• _Requirement_
Reproduce all of the data below word for word, keeping every line as it appears.

• _Data provided_
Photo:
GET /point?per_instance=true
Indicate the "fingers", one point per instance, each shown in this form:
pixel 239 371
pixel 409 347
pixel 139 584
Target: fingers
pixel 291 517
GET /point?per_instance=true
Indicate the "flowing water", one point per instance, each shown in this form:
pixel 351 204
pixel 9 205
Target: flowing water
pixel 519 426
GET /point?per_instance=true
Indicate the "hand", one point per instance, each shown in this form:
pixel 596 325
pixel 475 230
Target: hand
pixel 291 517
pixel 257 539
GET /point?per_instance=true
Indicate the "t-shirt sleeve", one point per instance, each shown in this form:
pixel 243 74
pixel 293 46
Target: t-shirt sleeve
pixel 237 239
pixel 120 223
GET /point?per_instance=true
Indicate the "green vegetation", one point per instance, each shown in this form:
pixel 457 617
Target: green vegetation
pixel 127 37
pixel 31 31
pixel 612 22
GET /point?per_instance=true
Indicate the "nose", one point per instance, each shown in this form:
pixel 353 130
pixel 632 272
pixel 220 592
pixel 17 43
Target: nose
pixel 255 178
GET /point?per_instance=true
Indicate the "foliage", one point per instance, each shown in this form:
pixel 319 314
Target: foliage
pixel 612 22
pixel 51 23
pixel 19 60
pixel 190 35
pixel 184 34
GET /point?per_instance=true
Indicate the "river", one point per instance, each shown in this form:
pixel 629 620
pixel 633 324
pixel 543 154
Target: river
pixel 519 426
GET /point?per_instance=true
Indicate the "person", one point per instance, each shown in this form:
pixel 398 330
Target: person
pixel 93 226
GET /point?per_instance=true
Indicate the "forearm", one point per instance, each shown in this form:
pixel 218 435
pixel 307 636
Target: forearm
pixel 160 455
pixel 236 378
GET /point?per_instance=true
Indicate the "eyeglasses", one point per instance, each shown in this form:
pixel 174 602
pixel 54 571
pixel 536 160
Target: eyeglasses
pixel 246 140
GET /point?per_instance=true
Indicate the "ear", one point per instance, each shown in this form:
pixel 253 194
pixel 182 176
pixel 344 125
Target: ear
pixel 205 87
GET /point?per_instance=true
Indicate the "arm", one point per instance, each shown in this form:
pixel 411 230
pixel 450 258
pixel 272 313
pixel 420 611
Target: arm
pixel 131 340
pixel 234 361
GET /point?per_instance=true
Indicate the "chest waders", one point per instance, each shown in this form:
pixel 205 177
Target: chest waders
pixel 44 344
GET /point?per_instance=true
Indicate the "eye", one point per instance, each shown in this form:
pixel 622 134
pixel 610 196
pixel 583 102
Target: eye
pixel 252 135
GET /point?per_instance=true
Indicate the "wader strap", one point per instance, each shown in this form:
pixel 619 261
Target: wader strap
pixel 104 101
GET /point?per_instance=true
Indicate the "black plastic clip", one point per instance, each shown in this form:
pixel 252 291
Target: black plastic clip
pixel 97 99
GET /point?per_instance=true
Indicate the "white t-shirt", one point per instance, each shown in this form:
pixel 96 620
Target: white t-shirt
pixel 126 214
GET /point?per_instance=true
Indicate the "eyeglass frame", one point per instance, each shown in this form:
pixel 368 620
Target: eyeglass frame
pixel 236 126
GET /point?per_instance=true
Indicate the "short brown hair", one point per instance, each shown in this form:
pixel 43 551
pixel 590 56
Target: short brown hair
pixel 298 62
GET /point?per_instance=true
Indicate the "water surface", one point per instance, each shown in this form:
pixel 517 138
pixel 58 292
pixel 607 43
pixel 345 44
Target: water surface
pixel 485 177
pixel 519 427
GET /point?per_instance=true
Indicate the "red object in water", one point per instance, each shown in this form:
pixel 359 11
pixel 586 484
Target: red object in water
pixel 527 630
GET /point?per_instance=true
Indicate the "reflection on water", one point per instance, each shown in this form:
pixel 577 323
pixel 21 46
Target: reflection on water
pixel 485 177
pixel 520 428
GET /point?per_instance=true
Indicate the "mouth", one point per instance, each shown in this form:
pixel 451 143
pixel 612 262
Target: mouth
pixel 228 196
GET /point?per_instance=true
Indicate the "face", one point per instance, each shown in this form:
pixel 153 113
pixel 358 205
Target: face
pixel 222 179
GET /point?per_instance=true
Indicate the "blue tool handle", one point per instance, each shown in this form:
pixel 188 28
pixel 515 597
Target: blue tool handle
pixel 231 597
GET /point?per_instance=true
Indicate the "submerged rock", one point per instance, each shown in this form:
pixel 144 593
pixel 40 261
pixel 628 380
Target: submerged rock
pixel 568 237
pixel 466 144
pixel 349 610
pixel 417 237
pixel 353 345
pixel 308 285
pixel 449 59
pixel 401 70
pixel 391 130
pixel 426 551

• _Answer_
Photo:
GET /point?per_instance=true
Indicate the "fingers", one point per instance, each shown in this form:
pixel 239 371
pixel 409 347
pixel 139 584
Target: fingers
pixel 291 517
GET /point?per_instance=true
Indicate the "flowing water", one point per instance, each shown in this form:
pixel 351 204
pixel 9 205
Target: flowing water
pixel 519 426
GET /point?per_instance=true
Indicate the "hand", one point per instance, each shown in this form:
pixel 596 325
pixel 475 230
Target: hand
pixel 291 517
pixel 257 539
GET /point?per_instance=true
Indicate the "t-shirt sleeve", one point per instance, each shown in this form:
pixel 243 74
pixel 293 46
Target: t-shirt sleeve
pixel 237 239
pixel 120 223
GET /point?per_instance=true
Indicate the "green vegetation", one point per instance, each shown in this form:
pixel 457 617
Target: green vegetation
pixel 127 37
pixel 31 31
pixel 612 22
GET /point?per_instance=true
Indicate the "nose", one point per instance, each shown in this form:
pixel 353 130
pixel 632 272
pixel 220 592
pixel 17 43
Target: nose
pixel 255 178
GET /point?per_instance=true
Indicate the "foliage", one point per instance, each shown in this form:
pixel 319 314
Target: foliage
pixel 612 22
pixel 51 23
pixel 19 60
pixel 190 35
pixel 184 34
GET /point?per_instance=true
Indicate the "river", one point per instance, each shown in this form:
pixel 629 620
pixel 633 324
pixel 543 154
Target: river
pixel 519 426
GET /point?per_instance=true
Indicate the "person", one point per instance, each shown in this form:
pixel 398 330
Target: person
pixel 93 226
GET /point?per_instance=true
Indicate the "forearm", one point per instance, each shown in this form:
pixel 218 435
pixel 307 636
Target: forearm
pixel 160 455
pixel 236 378
GET /point?per_instance=true
Indicate the "eyeglasses", one point per instance, each shown in this form:
pixel 174 602
pixel 54 571
pixel 536 160
Target: eyeglasses
pixel 246 140
GET /point?per_instance=true
Indicate the "ear", one point per instance, each shown in this form:
pixel 253 194
pixel 182 176
pixel 344 125
Target: ear
pixel 205 87
GET /point?per_instance=true
Indicate the "arm", one point per instance, each shown in this form:
pixel 411 230
pixel 450 258
pixel 272 313
pixel 420 611
Target: arm
pixel 131 340
pixel 234 361
GET /point?per_instance=true
Indicate the "chest waders", one point per instance, each shown in this form:
pixel 205 177
Target: chest waders
pixel 44 344
GET /point?per_instance=true
Indicate the "eye", one point per instance, each shown in this form:
pixel 622 134
pixel 610 196
pixel 583 102
Target: eye
pixel 252 135
GET /point?per_instance=true
Indicate the "wader strap", one point per instance, each shown in this form:
pixel 619 261
Target: wader strap
pixel 104 101
GET /point?per_instance=true
Indicate the "black plastic clip", one point per instance, each shown in this form:
pixel 252 291
Target: black plastic clip
pixel 97 99
GET /point?per_instance=true
Indicate the "white t-shirt", one point per instance, each shown in this form:
pixel 96 620
Target: white t-shirt
pixel 126 214
GET /point?per_instance=true
Indicate the "eyeglass frame", one point per instance, each shown in this form:
pixel 368 620
Target: eyeglass frame
pixel 236 126
GET /point?per_instance=true
Indicate the "short brown hair", one point per instance, each shown in this form:
pixel 43 551
pixel 590 56
Target: short brown hair
pixel 298 62
GET /point?per_instance=true
Indicate the "water surface", one point per instance, each shown in this form:
pixel 517 138
pixel 58 292
pixel 607 43
pixel 345 44
Target: water surface
pixel 485 177
pixel 519 427
GET /point?per_instance=true
Indicate the "red object in water", one point per instance, each shown in this form:
pixel 359 11
pixel 586 484
Target: red object in water
pixel 527 630
GET /point?per_instance=true
Indicate the "reflection on water", one point per instance, each shown in this form:
pixel 577 323
pixel 21 46
Target: reflection on water
pixel 485 177
pixel 520 428
GET /point?per_instance=true
Indicate the "mouth", one point per instance, each shown in this form:
pixel 451 143
pixel 612 262
Target: mouth
pixel 228 196
GET /point?per_instance=true
Indicate the "face", one point per instance, each shown in this form:
pixel 153 113
pixel 358 205
Target: face
pixel 222 179
GET /point?per_instance=true
Indicate the "blue tool handle", one point per instance, each shown in this form:
pixel 188 28
pixel 515 597
Target: blue tool handle
pixel 231 597
GET /point?per_instance=true
Indicate the "submerged rock", one point per instance, each shown in this form:
pixel 144 593
pixel 40 261
pixel 628 380
Target: submerged rock
pixel 568 237
pixel 466 144
pixel 349 610
pixel 417 237
pixel 353 345
pixel 308 285
pixel 449 59
pixel 401 70
pixel 391 130
pixel 426 551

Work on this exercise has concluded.